Aim of the task: Locate every line in the records below that contains the string "bronze", matching case exactly, and copy each of those lines.

Records from a dataset:
** START **
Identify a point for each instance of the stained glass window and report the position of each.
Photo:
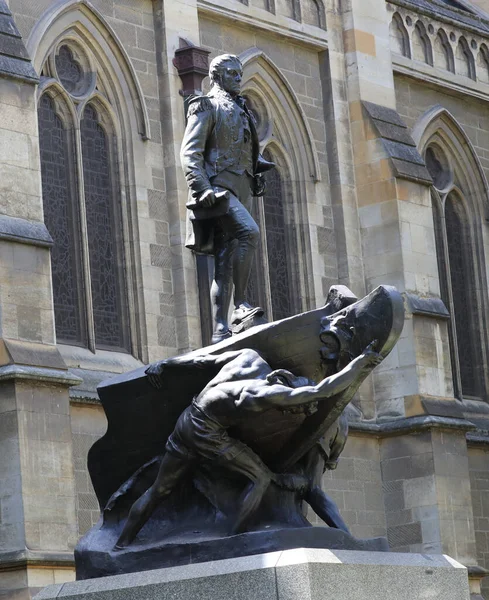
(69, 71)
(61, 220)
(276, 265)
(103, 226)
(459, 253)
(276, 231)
** END **
** START **
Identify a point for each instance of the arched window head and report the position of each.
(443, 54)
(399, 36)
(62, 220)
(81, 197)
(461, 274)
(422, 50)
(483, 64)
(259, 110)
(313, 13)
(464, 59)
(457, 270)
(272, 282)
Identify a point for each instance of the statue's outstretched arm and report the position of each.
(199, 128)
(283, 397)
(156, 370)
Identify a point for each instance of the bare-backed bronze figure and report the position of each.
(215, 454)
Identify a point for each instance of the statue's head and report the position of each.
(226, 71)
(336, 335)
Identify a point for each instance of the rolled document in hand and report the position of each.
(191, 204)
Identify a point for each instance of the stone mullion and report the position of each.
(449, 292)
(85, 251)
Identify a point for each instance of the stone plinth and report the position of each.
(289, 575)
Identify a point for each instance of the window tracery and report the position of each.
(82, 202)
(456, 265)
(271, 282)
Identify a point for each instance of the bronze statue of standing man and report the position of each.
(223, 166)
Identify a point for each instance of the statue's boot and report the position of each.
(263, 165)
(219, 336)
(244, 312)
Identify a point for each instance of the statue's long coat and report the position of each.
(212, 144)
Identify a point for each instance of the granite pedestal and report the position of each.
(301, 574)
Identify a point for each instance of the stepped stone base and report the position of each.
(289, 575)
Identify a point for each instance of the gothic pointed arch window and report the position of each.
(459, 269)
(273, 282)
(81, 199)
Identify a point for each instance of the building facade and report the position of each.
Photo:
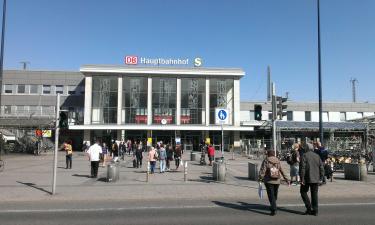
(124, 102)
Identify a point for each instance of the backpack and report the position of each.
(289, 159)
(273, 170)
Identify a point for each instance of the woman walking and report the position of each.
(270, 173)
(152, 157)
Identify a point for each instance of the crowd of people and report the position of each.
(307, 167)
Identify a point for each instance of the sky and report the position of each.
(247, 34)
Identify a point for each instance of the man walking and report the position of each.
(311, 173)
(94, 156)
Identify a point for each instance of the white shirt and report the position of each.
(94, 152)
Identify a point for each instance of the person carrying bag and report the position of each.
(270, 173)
** END **
Final answer:
Identify a point for each instance of the bare-backed bronze figure and report the position of each.
Identify a point for each instance of the bronze statue of standing man and report the position of each.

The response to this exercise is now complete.